* **Short task**:
Which lines of the records below contain the string "pole"? Pick out each one and copy it whole.

* **Information provided**:
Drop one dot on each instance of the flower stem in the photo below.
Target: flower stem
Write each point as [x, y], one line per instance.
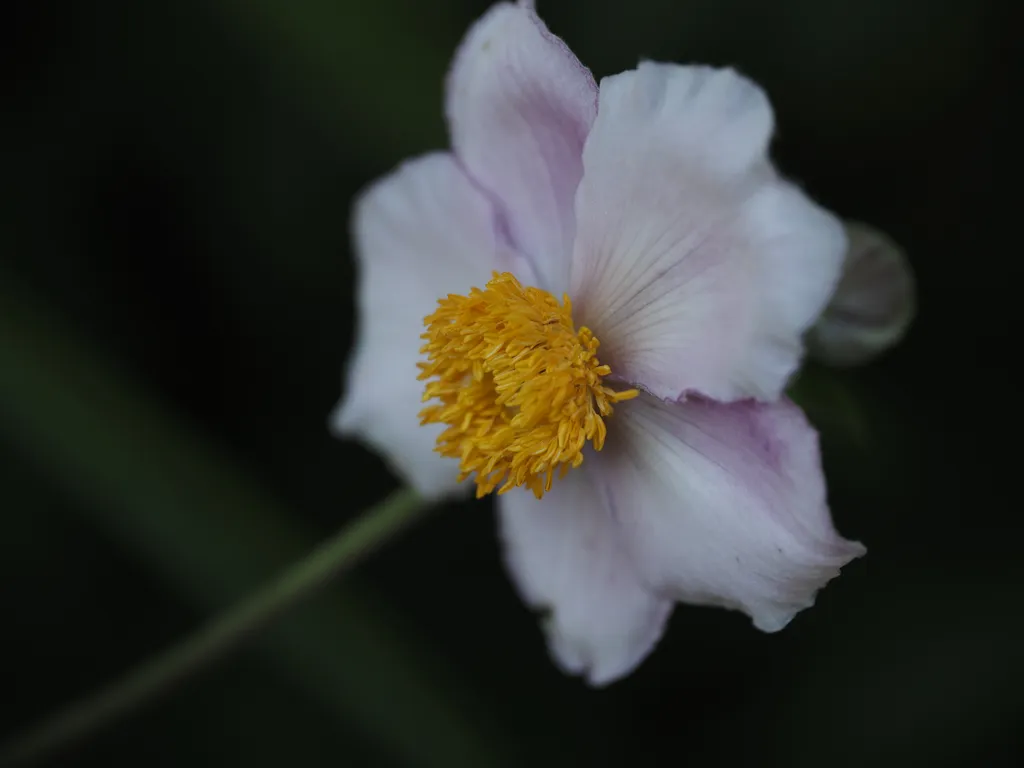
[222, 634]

--

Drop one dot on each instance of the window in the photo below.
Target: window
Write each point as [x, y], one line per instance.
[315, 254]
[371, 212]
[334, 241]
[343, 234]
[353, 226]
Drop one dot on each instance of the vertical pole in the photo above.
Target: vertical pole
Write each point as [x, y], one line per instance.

* **Output below**:
Drop one dot on each instance of the vertical pole in the photo above.
Target: vertical pole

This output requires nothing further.